Review: I'd love to be able to sit here and put aside the fact that Ted Nugent is one of the more choice individuals out there, and instead focus exclusively on the merits and demerits of the album. I really wanted to do it, because (whisper it) I quite like some of his early stuff. You could, if you're a desperate guy trying to cling onto the tatters of your fandom, try to argue that the rampant machismo and unabashed objectification of women were merely poses, or the facets of a hyper-real performative entity like an Alice Cooper or the guys in KISS (who weren't actually demons or space aliens, I was surprised to read). The problem here is that many have accused Nugent directly of worse things than reductive and sexist portrayals of women within the context of musical performances.

The second problem is that on Craveman the two public faces of Ted Nugent - the one who writes literary masterpieces such as 'Wang Dang Sweet Poontang' and 'Motor City Madhouse' - and the one that rants almost incoherently on conservative talk radio about hunting, immigrants and firearms, have come together in unholy confederacy. His rancid and retrograde views pollute almost every corner and crevice of this album. Here's a sample lyric from (shit) opening track 'Klstrphnky':

Look at all the dirty nookie!
Keep that shit away from me!
Do you think I'm kinda kooky? (I can't even stand to looky)
It's all infected HIV!

If that's not tasteless enough for you, don't worry - Ted signs off from 'Klstrphnky' with the immortal line "Well I'm the world's biggest nigga, and all you dirty whiteys suk!" (sic). Nothing else reaches quite that level of offensiveness; nevertheless, here are a few couplets that somehow eluded Shakespeare:

"My ballz drip catnip / No shit bullshit" ('Pussywhipped')
"I wasn't afraid of your lightning baby, your thunder was a part of me / I'd dance with the devil at midnight maybe, your threat is a catastrophe" ('I Won't Go Away')
"My baby likes my frosting on her cake / I put the caffeine back in her beans" ('My Baby Likes My Butter On Her Gritz', an entire track of sub-'Sex Farm' metaphor salad)

Then we've got the big boy braggadocio of 'Rawdogs & Warhogs' which is all pathetic flag waving and how "I'm ready to fight, just pick a night, here I come!" - except that when the US draft in effect during the Vietnam War did 'pick a night', Nugent may have taken some fairly drastic measures to ensure he stayed out of that particular pagga. Whether or not Nugent did soil himself in public to avoid Vietnam, the fact remains that he exclusively shoots at things that are unable to fire back. Bravery comes in many guises, I guess.

The real frustration is that behind the blather (the lyrics are either moronic or incoherent) there is a kernel of a good hard rock album. Nugent is a good guitarist with a keen ear for a tasty hook, exemplified best by 'Crave', an exhilarating head-rush with a spiralling riff to rival Motley Crue's 'Girls, Girls, Girls'. Elsewhere, subtract the lyrics and 'Rawdogs & Warhogs' is a fine update of Nugent's own 'Workin' Hard, Playin' Hard'. Once again, mute the singing and 'Pussywhipped' is a rollicking stomper of a tune. There are bits and pieces throughout Craveman that remind you of why Ted Nugent was able to sell millions and pack out stadiums, but much else to make you wish it was he, and not Frank Zappa, who released an album titled Shut Up and Play Yer Guitar. Doubly so because the instrumental 'Earthtones' is quite lovely.

Aim of the exercise
Decide whether each statement agrees with the Craveman review above, and answer yes or no with the words of the review that settle it. (a) The reviewer finds the instrumental 'Earthtones' quite lovely. (b) 'Crave' is named as the album's opening track. (c) The reviewer judges Nugent a weak guitarist.

Raw data
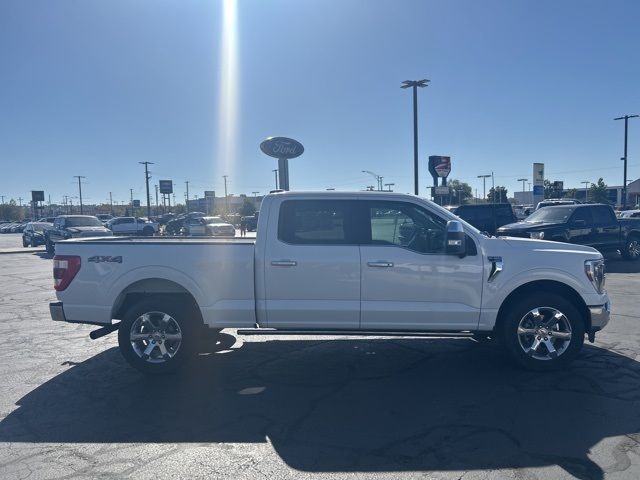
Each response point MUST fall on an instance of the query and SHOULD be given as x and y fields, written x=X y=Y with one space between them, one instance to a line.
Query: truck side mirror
x=455 y=239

Solved problem
(a) Yes: "the instrumental 'Earthtones' is quite lovely"
(b) No: "opening track 'Klstrphnky'"
(c) No: "Nugent is a good guitarist with a keen ear for a tasty hook"